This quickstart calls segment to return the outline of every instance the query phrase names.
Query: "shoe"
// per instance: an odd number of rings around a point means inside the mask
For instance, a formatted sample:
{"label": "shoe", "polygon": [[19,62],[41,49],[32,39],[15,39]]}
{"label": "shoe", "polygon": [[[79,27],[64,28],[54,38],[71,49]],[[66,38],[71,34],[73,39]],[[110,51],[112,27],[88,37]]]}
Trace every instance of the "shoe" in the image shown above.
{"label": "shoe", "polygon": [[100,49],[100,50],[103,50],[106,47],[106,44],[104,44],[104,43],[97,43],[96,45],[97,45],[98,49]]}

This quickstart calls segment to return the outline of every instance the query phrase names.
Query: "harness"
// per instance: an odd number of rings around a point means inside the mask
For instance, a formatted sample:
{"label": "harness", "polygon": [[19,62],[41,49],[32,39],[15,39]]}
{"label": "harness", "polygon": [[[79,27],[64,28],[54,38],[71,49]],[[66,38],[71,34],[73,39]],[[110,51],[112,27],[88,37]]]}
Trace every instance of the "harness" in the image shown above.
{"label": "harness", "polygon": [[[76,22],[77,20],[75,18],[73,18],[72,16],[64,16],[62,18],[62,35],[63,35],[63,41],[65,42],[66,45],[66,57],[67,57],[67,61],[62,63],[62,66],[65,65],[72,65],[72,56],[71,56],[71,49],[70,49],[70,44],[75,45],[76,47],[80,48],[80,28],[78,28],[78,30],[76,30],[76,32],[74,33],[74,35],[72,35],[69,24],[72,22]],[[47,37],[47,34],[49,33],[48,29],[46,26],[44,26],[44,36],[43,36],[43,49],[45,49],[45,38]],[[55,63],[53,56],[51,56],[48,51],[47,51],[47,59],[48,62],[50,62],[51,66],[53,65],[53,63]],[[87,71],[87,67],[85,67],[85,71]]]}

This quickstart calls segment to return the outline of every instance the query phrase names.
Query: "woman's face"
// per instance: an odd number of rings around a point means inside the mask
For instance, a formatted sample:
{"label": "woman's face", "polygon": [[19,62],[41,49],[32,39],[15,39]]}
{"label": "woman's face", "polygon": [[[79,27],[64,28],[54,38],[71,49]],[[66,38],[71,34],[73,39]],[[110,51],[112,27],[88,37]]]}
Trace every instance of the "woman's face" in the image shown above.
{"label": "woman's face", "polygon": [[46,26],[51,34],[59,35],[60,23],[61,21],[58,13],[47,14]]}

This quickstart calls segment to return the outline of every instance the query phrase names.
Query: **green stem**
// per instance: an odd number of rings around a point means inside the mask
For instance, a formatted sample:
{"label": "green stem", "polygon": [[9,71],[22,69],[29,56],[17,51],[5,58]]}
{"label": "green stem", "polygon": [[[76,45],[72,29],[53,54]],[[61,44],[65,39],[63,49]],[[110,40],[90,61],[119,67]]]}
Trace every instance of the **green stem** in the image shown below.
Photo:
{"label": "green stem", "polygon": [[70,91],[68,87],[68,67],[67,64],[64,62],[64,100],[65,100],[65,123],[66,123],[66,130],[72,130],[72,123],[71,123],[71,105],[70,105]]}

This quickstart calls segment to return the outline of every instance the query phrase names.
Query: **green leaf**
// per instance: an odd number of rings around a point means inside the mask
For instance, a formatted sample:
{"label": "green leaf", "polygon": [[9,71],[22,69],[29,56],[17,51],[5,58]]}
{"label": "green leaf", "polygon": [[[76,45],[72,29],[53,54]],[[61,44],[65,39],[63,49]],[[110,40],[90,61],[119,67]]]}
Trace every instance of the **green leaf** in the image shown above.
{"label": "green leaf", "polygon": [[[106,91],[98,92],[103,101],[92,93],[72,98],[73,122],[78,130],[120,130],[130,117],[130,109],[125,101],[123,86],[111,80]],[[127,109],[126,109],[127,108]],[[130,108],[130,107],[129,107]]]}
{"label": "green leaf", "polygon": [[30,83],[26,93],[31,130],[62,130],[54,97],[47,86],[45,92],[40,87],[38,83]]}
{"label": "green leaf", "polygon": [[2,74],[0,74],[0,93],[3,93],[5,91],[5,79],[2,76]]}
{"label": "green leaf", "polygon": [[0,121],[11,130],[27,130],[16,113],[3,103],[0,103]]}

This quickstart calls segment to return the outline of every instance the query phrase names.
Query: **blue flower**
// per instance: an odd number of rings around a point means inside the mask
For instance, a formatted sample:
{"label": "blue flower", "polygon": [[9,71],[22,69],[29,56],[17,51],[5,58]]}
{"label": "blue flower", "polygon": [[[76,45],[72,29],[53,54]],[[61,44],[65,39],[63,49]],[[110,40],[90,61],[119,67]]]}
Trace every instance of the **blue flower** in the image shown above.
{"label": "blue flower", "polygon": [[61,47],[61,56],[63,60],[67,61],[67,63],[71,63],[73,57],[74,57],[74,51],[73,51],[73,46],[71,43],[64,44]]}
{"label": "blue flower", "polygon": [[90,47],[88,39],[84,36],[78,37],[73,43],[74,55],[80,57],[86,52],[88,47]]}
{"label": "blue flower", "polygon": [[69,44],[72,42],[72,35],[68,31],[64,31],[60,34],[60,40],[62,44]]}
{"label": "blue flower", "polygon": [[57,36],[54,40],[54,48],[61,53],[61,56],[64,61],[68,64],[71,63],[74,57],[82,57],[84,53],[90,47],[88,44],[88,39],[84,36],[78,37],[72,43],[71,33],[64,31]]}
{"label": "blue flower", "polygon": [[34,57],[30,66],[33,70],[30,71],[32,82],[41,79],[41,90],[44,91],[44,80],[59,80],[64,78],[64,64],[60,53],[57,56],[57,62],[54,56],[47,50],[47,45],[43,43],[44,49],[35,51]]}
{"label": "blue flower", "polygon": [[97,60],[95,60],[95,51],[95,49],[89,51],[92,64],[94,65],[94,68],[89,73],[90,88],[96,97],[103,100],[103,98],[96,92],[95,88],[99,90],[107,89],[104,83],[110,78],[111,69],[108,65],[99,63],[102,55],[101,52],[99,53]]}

_WRITTEN EXERCISE_
Reproduce all of the entries word for word.

_ANSWER TO THIS PROBLEM_
This quickstart calls segment to return the outline of every instance the query phrase names.
Query: "shoe"
// per instance: an odd number of rings around a point means inside the mask
For instance, a formatted sample:
{"label": "shoe", "polygon": [[19,62],[41,49],[32,39],[15,39]]}
{"label": "shoe", "polygon": [[[79,27],[64,28],[54,38],[71,49]],[[66,38],[71,34],[73,39]],[[110,51],[112,27],[88,37]]]}
Trace every instance of the "shoe" in the image shown above.
{"label": "shoe", "polygon": [[100,49],[100,50],[103,50],[106,47],[106,44],[104,44],[104,43],[97,43],[96,45],[97,45],[98,49]]}

This quickstart calls segment to return the outline of every instance the query phrase names.
Query: "harness"
// per instance: an odd number of rings around a point means inside the mask
For instance, a formatted sample:
{"label": "harness", "polygon": [[19,62],[41,49],[32,39],[15,39]]}
{"label": "harness", "polygon": [[[79,27],[64,28],[54,38],[71,49]],[[66,38],[71,34],[73,39]],[[110,51],[112,27],[88,37]]]}
Trace every instance of the "harness" in the image shown above.
{"label": "harness", "polygon": [[[76,22],[77,20],[75,18],[73,18],[72,16],[64,16],[62,18],[62,35],[63,35],[63,41],[65,42],[66,45],[66,57],[67,57],[67,61],[62,63],[62,66],[65,65],[72,65],[72,56],[71,56],[71,49],[70,49],[70,44],[75,45],[76,47],[80,48],[80,28],[78,28],[78,30],[76,30],[76,32],[74,33],[74,35],[72,35],[69,24],[72,22]],[[47,37],[47,34],[49,33],[48,29],[46,26],[44,26],[44,36],[43,36],[43,49],[45,49],[45,38]],[[55,63],[53,56],[51,56],[48,51],[47,51],[47,59],[48,62],[50,62],[51,66],[53,65],[53,63]],[[87,71],[87,67],[85,67],[85,71]]]}

This quickstart calls segment to return the outline of every instance the query phrase names.
Query: "woman's face"
// per instance: an odd number of rings around a point means inside the mask
For instance, a formatted sample:
{"label": "woman's face", "polygon": [[19,62],[41,49],[32,39],[15,39]]}
{"label": "woman's face", "polygon": [[[79,27],[64,28],[54,38],[71,49]],[[66,38],[71,34],[73,39]],[[110,51],[112,27],[88,37]]]}
Trace every instance of the "woman's face" in the image shown above.
{"label": "woman's face", "polygon": [[46,26],[51,34],[59,35],[60,23],[61,21],[58,13],[47,14]]}

This quickstart calls segment to return the outline of every instance the query phrase names.
Query: **green stem**
// per instance: an odd number of rings around a point means inside the mask
For instance, a formatted sample:
{"label": "green stem", "polygon": [[9,71],[22,69],[29,56],[17,51],[5,58]]}
{"label": "green stem", "polygon": [[[76,45],[72,29],[53,54]],[[61,44],[65,39],[63,49]],[[110,40],[90,61],[119,67]]]}
Trace every instance of the **green stem** in the image shown below.
Photo:
{"label": "green stem", "polygon": [[70,91],[68,87],[68,67],[67,64],[64,62],[64,100],[65,100],[65,123],[66,123],[66,130],[72,130],[72,123],[71,123],[71,105],[70,105]]}

This quickstart calls segment to return the outline of every instance the query phrase names.
Query: **green leaf**
// per instance: an odd number of rings around a point means inside the mask
For instance, a formatted sample:
{"label": "green leaf", "polygon": [[9,71],[22,69],[29,56],[17,51],[5,58]]}
{"label": "green leaf", "polygon": [[[76,45],[72,29],[53,54]],[[61,44],[65,39],[63,49]],[[110,40],[90,61],[119,67]]]}
Trace every instance of the **green leaf** in the image shown above.
{"label": "green leaf", "polygon": [[[106,91],[98,92],[103,101],[92,93],[72,98],[73,122],[78,130],[120,130],[130,117],[130,109],[125,101],[123,86],[111,80]],[[127,109],[126,109],[127,108]],[[130,108],[130,107],[129,107]]]}
{"label": "green leaf", "polygon": [[30,83],[26,93],[31,130],[62,130],[54,97],[47,86],[45,92],[40,87],[38,83]]}
{"label": "green leaf", "polygon": [[2,74],[0,74],[0,93],[3,93],[5,91],[5,79],[2,76]]}
{"label": "green leaf", "polygon": [[0,121],[11,130],[27,130],[16,113],[3,103],[0,103]]}

This quickstart calls segment to return the outline of every instance the query phrase names.
Query: **blue flower**
// per instance: an odd number of rings around a point means inside the mask
For instance, a formatted sample:
{"label": "blue flower", "polygon": [[9,71],[22,69],[29,56],[17,51],[5,58]]}
{"label": "blue flower", "polygon": [[[76,45],[72,29],[53,54]],[[61,44],[65,39],[63,49]],[[110,40],[90,61],[119,67]]]}
Trace every instance of the **blue flower** in the image shown above.
{"label": "blue flower", "polygon": [[61,47],[61,56],[63,60],[67,61],[67,63],[71,63],[73,57],[74,57],[74,51],[73,51],[73,46],[71,43],[64,44]]}
{"label": "blue flower", "polygon": [[90,47],[88,39],[84,36],[78,37],[73,43],[74,55],[80,57],[86,52],[88,47]]}
{"label": "blue flower", "polygon": [[69,44],[72,42],[72,35],[68,31],[64,31],[60,34],[60,40],[62,44]]}
{"label": "blue flower", "polygon": [[57,36],[54,40],[54,48],[61,53],[61,56],[64,61],[68,64],[71,63],[74,57],[82,57],[84,53],[90,47],[88,44],[88,39],[84,36],[78,37],[72,43],[71,33],[64,31]]}
{"label": "blue flower", "polygon": [[34,57],[30,66],[33,70],[30,71],[32,82],[41,79],[41,90],[44,91],[44,80],[59,80],[64,78],[64,64],[60,53],[57,56],[57,62],[54,56],[47,50],[47,45],[43,43],[44,49],[35,51]]}
{"label": "blue flower", "polygon": [[97,60],[95,60],[95,51],[95,49],[89,51],[92,64],[94,65],[94,68],[89,73],[90,88],[96,97],[103,100],[103,98],[96,92],[95,88],[99,90],[107,89],[104,83],[110,78],[111,69],[108,65],[99,63],[102,55],[101,52],[99,53]]}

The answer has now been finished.